• [What the exercise asks] Can you retype only the lines from the one with "of the yellow" through the final line of the material, exactly as given?

(Dataset rows on where objects appear)
## Begin

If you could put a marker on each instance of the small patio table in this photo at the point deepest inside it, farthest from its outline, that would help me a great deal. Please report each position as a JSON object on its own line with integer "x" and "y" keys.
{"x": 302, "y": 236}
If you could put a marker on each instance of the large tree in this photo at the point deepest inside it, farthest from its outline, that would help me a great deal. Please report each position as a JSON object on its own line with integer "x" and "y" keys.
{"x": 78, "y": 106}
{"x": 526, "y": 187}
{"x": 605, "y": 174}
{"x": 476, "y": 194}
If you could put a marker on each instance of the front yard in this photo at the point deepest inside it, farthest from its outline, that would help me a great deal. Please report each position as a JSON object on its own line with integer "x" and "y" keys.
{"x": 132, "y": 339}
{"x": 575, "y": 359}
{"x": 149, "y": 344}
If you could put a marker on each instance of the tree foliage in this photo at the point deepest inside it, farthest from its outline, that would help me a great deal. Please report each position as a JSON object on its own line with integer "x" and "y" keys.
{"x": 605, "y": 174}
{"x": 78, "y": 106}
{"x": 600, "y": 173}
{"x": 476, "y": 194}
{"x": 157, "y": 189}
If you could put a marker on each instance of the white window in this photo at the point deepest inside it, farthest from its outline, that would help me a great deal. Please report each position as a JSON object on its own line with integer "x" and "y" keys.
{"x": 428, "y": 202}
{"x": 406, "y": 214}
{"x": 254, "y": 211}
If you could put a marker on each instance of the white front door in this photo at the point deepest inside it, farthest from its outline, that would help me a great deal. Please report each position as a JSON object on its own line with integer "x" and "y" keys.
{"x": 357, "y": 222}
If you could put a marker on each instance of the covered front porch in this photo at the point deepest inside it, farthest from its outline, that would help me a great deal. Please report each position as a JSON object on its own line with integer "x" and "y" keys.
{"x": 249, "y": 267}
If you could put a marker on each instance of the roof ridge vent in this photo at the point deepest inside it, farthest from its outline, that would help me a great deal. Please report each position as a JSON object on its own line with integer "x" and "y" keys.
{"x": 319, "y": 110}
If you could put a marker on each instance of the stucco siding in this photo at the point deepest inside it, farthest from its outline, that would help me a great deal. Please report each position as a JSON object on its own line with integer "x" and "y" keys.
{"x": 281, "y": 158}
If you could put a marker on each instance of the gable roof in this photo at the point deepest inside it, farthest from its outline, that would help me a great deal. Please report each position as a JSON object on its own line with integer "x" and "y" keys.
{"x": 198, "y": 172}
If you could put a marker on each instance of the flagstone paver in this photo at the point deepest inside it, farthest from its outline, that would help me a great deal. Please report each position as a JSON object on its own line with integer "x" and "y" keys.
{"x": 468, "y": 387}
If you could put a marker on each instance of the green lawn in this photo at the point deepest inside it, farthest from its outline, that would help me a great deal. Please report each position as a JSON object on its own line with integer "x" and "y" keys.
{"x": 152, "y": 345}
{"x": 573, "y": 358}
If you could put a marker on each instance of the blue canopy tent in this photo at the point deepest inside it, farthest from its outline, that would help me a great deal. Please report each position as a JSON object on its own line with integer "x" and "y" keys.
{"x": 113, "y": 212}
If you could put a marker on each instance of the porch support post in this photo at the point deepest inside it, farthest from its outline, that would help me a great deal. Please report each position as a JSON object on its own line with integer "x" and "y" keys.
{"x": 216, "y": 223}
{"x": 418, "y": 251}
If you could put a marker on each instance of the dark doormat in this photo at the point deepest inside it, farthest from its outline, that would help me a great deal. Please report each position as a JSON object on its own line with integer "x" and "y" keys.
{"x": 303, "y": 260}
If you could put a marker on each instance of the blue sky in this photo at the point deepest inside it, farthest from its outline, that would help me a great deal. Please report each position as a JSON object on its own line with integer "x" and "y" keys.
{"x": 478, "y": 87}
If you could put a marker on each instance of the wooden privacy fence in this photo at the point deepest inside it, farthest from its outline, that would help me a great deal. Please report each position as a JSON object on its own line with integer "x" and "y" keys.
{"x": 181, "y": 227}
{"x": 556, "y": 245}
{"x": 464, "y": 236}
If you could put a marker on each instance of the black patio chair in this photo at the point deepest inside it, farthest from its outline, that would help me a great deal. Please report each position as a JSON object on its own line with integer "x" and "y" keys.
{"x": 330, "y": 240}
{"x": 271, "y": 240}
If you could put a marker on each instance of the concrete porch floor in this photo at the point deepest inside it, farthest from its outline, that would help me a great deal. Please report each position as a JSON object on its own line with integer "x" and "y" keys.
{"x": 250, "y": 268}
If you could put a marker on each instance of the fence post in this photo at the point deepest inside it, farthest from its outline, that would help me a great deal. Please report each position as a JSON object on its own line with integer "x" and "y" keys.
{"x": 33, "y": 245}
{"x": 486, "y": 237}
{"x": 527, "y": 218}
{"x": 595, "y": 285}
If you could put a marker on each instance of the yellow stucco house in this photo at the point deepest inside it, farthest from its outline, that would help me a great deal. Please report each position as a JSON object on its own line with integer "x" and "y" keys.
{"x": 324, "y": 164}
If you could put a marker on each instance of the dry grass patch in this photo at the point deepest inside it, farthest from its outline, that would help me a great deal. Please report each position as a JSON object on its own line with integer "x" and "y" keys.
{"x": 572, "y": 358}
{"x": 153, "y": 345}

## End

• [Worked solution]
If you could put a marker on each instance of the yellow stucco house in this photo at the point deepest inside it, farthest from its outline, that would help me a great deal. Please report each position as a JSON object on its own line with integer "x" and "y" keys.
{"x": 324, "y": 164}
If you could put a marker on each instance of the dry grass patch in this photo at the point deepest inside it, farthest from its outline, that would help me a great deal. Please report each position as a JSON object on its own line with integer "x" and "y" keys.
{"x": 572, "y": 358}
{"x": 153, "y": 345}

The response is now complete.